== TESTO DA ANALIZZARE ==
23. Picnic
Ieri mio figlio ed io siamo andati a fare un picnic. Mia moglie lavorava, mia figlia era a scuola e noi abbiamo deciso all’ultimo.
Un picnic è un’attività che amo sempre perché mescola un non so che di outdoor addomesticato, un approccio vagamente estetizzante, fatto di plaid gettati per terra e vaschette ermetiche, e tutta la preparazione, che è sempre ricca di attesa.
Questa newsletter si chiama Vulnerabile e racconta - da genitore e prima ancora da persona - il rapporto con mio figlio.
Lui ha una malattia genetica rarissima che causa una disabilità psicomotoria grave. Fa tante cose che appaiono complesse, ma altre, più semplici, restano sfide enormi.
Vulnerabile esce di sabato, che è il nostro momento insieme. O almeno vorrei che lo fosse.
===
== DATI GREZZI ==
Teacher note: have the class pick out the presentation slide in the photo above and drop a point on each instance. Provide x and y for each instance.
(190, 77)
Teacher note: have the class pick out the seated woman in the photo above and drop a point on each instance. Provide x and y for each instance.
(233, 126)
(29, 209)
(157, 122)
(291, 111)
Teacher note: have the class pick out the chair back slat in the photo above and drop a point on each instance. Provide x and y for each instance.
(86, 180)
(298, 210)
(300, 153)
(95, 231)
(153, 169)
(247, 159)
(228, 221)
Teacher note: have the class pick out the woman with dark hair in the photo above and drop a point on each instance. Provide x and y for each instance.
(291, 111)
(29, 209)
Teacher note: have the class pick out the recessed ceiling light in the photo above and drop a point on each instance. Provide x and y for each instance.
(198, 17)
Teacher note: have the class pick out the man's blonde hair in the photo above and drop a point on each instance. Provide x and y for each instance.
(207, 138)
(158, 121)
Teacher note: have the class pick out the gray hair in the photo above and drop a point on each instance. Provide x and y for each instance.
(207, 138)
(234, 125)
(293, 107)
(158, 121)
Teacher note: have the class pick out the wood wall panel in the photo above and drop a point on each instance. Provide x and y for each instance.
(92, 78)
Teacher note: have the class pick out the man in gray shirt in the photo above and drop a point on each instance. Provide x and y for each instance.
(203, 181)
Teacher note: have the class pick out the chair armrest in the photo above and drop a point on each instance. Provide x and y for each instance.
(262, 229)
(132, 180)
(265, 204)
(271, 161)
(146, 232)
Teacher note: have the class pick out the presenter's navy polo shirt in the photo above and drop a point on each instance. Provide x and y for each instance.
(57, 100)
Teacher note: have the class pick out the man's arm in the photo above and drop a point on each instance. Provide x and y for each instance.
===
IL COMPITO:
Rispondi a queste domande sul testo del picnic:
1. Dove si trovava la figlia di chi scrive il giorno del picnic?
2. Come si chiama la newsletter?
3. In quale giorno della settimana esce la newsletter?

RISULTATO DEL COMPITO:
1. A scuola.
2. Vulnerabile.
3. Il sabato.